EXERCISE BRIEF -> Reproduce verbatim the segment of the Dubai text below starting at "This is wishful" and ending at "larger Arab/Muslim countries.".

GIVEN TEXT ->
Giant malls with indoor ski slopes, man-made peninsulas shaped like palm trees and maps of the world, all dot Dubai’s postmodern landscape. But it’s the skyscrapers along Dubai’s main strip, Sheikh Zeyd Road, that the emirate’s leaders have determined should be the visual marker of its wealth, modernity, and global reach. Their steel-and-glass superficiality stands in marked contrast to the lush, soulful, yet violent landscape of Pakistan, which I’d left only hours before.

Unlike much of the Arab world, Dubai’s level of foreign investment, and its economy more broadly, have grown steadily, as have standards of living and other development indicators. Moreover, in contrast to most of the MENA’s authoritarian leaders or monarchs, the leaders of Dubai and the other Gulf emirates have moved away from wasting much of their oil-derived wealth on military spending and vanity projects; instead they are investing in world-class architecture, museums, publishing, education, and media “cities” that are becoming regional hubs for global commerce and cultural production.

Because of these positive developments, the United Arab Emirates’ relatively liberal economy and social mores are touted as the “model for the future” of the Arab world, as the
New York Times
columnist Thomas Friedman titled one of his columns. While admitting that it’s not yet a democracy, he argues that “Dubai is the model we should want the Arab world to follow” because it offers a “decent, modernizing model” for other countries of the region.

This is wishful thinking at best. Neither Dubai nor the other emirates have moved close to having a functional democracy. Moreover, Dubai’s small population and large per capita income, coupled with its large, low-wage foreign workforce, makes it an unlikely model for other countries in the MENA. Even the Emirates’ relative cultural tolerance, a necessity given the overwhelming number of foreigners living there, will not easily be emulated by larger Arab/Muslim countries.

Dubai, however, has had little choice but to accept the powerful impact of globalization on its culture. As one senior Gulf minister explained in reference to the foreign influence on the Gulf sheikdoms: “The effects on our culture [are] unavoidable. The world today is one big village. Cultures are melting and a mixed global heritage is being formed. Yes, we might lose some identity, but that is the price we must pay.”

SOURCE DATA ->
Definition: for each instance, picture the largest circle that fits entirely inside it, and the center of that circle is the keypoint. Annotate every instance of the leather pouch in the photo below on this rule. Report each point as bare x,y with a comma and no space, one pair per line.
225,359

SOLUTION ->
This is wishful thinking at best. Neither Dubai nor the other emirates have moved close to having a functional democracy. Moreover, Dubai’s small population and large per capita income, coupled with its large, low-wage foreign workforce, makes it an unlikely model for other countries in the MENA. Even the Emirates’ relative cultural tolerance, a necessity given the overwhelming number of foreigners living there, will not easily be emulated by larger Arab/Muslim countries.